> **Task requirements**:
1. Rewrite the notes on installing Ubuntu by hand from "1. Ubuntu really" up to and including "its own users.", replacing "hashing algorithm" with "hash function".
2. Write the next part of the notes on installing Ubuntu by hand, picking up after their final sentence.

> **Extracted text**:
+ + + + + + +

Ubuntu/Debian from Scratch

This led me down another rabbit trail, which basically amounted to installing ubuntu by hand (I had a running system with a spare disk partition, but nothing I could use to boot from an ISO). Ultimately, it’s not that different from installing gentoo: use `debootstrap` to get the equivalent of a Stage 3 environment, mount the special partitions like /proc, chroot into it, configure it, add a user, then set up grub to also boot from that new partition.

I ran into some issues doing this:

  1. Ubuntu really doesn’t like the passwords that gentoo creates in /etc/shadow. It seems to have something to do with the hashing algorithm. Or maybe the salt. Actually, this bit me while I was still trying to get things going through an lxc container going…I don’t really care about cgroup protection. I was able to overcome this by doing a standard old-fashioned chroot to have ubuntu add its own users.
  2. I started using debootstrap through the lxc-ubuntu template. The documentation of both leaves out a really important detail: /etc/apt/sources.list is really vital. If that file’s missing (why would I have something like?), it defaults to searching the kernel mirrors for a debian release. This error showed up in a complaint about missing GPG key rings and an inability to find something along the lines of (TODO: I should really dig up that actual error to make life easier on google). I started hacking into the lxc-template, but the real solution was just to run the command as `sudo MIRROR= lxc-create -t ubuntu -n container-name — –release trusty –arch amd64`. (I probably didn’t need the arch argument, but it’s what worked, and it was well after midnight at this point).

+ + + + + + +

> **Raw data**:

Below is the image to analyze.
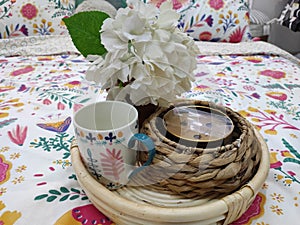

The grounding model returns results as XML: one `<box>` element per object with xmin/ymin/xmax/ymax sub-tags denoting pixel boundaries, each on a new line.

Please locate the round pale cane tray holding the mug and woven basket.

+ + + + + + +

> **Responses for each task**:
1.
1. Ubuntu really doesn’t like the passwords that gentoo creates in /etc/shadow. It seems to have something to do with the hash function. Or maybe the salt. Actually, this bit me while I was still trying to get things going through an lxc container going…I don’t really care about cgroup protection. I was able to overcome this by doing a standard old-fashioned chroot to have ubuntu add its own users.

2.
  3. I had to dig into the way grub2 generates its menus to basically hard-code a kernel/root combination using the 40custom script (or something along those lines…I don’t have the box handy to check). It shouldn’t be a big deal, but I’m not happy with the solution I came up with–especially since I seem to build a new kernel once a week or so.
  4. I couldn’t get networking to happen automatically inside ubuntu. I wound up mounting my gentoo partition from ubuntu, changing into my kernel source tree, running `make modules_install`, then slapping together a script to run something like `ifconfig up eth0` and `dhcpclient eth0` (again…I don’t have that box handy to check). It certainly isn’t a good solution, but it was good enough for now. And I don’t plan to spend any more time in ubuntu land than I must.

EDIT 2014MAR08, 11:46:

LXC seems to have gotten smarter about the “cgroup memory controller” problem. I’m not sure how, but the latest version from github seems happy with my setup. (At least, lxc-checkconfig returns all green statuses).